# Direction:
Count the lines in the records below that contain the string "water". Reply with only the number.

[Stored records from a collection]

-*-

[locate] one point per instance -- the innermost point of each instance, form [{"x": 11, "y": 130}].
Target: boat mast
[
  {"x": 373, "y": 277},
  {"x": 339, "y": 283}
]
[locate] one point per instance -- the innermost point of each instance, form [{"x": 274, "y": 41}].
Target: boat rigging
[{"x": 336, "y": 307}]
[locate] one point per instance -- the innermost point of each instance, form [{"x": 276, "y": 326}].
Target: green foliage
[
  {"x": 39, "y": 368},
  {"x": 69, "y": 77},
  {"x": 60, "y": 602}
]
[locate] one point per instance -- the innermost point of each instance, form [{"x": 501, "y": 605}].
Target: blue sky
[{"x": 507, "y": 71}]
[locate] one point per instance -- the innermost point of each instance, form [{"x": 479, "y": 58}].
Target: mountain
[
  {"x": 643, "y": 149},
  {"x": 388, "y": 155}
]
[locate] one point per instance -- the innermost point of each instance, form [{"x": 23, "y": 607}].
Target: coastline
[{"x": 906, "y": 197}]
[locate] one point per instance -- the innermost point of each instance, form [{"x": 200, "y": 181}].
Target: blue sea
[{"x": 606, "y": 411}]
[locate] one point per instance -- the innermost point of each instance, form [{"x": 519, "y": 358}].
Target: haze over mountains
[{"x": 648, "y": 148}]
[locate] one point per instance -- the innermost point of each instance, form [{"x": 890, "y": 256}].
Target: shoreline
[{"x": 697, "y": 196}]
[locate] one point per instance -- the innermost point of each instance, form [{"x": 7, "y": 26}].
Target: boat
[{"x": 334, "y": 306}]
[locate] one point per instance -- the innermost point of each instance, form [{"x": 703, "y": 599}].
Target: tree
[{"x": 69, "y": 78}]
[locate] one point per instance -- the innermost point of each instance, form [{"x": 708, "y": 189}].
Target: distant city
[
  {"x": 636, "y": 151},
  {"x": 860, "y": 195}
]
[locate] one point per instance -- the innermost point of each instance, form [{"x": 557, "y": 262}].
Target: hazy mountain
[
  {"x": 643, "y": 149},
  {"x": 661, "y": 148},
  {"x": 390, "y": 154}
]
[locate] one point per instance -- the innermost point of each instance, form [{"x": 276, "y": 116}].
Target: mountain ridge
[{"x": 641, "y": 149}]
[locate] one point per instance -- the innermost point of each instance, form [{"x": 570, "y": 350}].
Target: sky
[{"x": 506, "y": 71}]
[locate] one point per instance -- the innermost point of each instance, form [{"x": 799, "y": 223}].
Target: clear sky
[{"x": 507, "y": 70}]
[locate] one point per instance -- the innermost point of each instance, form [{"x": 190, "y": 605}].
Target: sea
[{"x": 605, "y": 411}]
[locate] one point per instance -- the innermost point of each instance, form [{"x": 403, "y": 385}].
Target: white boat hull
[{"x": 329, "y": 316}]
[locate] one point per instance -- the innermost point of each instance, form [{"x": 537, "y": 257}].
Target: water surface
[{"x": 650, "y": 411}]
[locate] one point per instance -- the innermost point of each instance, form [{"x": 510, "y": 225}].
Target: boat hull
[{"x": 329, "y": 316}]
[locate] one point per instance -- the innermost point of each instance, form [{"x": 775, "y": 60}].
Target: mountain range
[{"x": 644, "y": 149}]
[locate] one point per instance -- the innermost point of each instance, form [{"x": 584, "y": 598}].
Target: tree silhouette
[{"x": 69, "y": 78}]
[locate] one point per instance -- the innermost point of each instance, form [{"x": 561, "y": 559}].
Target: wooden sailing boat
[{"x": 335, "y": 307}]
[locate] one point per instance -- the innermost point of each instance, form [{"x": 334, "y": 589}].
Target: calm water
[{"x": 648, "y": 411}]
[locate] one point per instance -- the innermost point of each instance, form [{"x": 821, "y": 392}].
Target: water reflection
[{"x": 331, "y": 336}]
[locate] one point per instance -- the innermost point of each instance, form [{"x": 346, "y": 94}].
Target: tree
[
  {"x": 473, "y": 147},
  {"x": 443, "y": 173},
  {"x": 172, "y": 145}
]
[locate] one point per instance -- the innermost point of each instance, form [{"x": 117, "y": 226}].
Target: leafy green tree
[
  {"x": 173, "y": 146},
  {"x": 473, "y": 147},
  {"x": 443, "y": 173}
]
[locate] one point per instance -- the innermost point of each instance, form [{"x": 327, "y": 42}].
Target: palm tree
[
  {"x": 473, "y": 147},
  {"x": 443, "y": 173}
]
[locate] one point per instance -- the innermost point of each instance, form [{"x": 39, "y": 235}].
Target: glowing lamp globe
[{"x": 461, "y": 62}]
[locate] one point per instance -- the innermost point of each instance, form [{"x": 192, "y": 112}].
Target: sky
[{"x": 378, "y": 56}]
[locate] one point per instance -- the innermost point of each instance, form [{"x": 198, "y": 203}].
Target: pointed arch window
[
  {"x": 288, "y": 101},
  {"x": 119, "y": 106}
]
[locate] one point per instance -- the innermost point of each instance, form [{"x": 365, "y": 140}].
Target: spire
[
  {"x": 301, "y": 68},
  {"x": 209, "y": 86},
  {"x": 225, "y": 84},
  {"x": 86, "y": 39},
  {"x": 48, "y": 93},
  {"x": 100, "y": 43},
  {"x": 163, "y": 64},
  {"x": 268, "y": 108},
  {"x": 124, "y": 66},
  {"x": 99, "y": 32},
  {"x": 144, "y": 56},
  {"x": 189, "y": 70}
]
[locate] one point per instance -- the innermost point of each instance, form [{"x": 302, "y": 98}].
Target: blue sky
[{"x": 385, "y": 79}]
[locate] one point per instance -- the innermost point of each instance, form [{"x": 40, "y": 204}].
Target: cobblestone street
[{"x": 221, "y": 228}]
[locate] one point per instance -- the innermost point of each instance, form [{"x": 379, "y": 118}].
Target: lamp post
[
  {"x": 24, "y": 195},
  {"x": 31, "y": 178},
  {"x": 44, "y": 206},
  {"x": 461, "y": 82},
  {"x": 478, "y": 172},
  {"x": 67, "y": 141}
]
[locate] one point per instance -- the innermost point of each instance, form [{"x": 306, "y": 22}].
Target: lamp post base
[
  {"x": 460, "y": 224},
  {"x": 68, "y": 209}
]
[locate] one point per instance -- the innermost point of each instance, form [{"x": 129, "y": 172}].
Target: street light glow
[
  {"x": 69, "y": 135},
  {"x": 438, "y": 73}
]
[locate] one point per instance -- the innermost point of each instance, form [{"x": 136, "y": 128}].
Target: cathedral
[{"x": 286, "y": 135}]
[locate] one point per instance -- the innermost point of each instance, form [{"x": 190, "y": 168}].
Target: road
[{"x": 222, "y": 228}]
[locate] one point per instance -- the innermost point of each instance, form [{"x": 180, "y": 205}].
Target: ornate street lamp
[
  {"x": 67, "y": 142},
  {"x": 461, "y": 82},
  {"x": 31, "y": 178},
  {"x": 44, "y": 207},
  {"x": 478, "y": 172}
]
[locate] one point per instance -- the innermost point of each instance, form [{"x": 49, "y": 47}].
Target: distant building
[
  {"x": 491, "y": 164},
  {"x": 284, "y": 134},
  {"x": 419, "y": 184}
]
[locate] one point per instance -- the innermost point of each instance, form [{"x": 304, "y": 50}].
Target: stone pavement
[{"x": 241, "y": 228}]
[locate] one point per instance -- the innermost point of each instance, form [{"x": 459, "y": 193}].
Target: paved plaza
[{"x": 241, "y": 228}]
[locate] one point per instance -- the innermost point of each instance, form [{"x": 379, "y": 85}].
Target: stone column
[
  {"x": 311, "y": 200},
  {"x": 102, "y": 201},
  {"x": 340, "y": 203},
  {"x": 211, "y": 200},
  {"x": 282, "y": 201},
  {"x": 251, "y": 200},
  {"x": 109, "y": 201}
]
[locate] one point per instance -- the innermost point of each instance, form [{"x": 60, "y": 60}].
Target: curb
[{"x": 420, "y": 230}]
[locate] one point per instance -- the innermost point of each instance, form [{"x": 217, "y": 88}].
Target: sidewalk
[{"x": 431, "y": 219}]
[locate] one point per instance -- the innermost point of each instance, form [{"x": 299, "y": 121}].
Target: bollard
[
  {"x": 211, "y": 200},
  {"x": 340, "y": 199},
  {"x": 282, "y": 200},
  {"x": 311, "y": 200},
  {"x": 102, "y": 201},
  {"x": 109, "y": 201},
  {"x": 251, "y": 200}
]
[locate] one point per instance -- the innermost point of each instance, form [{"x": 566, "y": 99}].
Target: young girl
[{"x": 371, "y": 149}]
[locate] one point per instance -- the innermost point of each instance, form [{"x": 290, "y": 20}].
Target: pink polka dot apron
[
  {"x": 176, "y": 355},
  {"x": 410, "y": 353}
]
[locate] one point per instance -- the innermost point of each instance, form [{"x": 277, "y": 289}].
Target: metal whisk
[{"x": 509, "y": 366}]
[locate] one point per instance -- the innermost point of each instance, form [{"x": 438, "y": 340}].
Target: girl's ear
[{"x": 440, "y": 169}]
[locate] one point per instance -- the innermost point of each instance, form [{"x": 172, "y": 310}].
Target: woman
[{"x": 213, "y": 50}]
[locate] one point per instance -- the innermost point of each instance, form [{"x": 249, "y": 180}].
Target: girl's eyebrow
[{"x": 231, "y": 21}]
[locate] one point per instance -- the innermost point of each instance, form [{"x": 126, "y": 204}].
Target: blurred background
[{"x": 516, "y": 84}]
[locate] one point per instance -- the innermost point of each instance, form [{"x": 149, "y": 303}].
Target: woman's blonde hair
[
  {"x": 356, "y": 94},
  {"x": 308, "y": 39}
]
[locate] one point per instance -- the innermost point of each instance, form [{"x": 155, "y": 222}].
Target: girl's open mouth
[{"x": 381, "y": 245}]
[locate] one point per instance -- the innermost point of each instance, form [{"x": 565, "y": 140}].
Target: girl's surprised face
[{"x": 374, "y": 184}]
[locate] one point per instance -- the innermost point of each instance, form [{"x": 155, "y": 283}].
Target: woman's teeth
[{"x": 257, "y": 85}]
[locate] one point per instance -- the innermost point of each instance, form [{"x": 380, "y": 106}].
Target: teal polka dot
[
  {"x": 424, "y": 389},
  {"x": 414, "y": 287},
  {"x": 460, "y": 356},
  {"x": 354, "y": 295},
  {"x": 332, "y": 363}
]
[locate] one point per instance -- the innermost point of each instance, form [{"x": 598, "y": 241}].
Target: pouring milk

-*-

# Response to the exercise:
3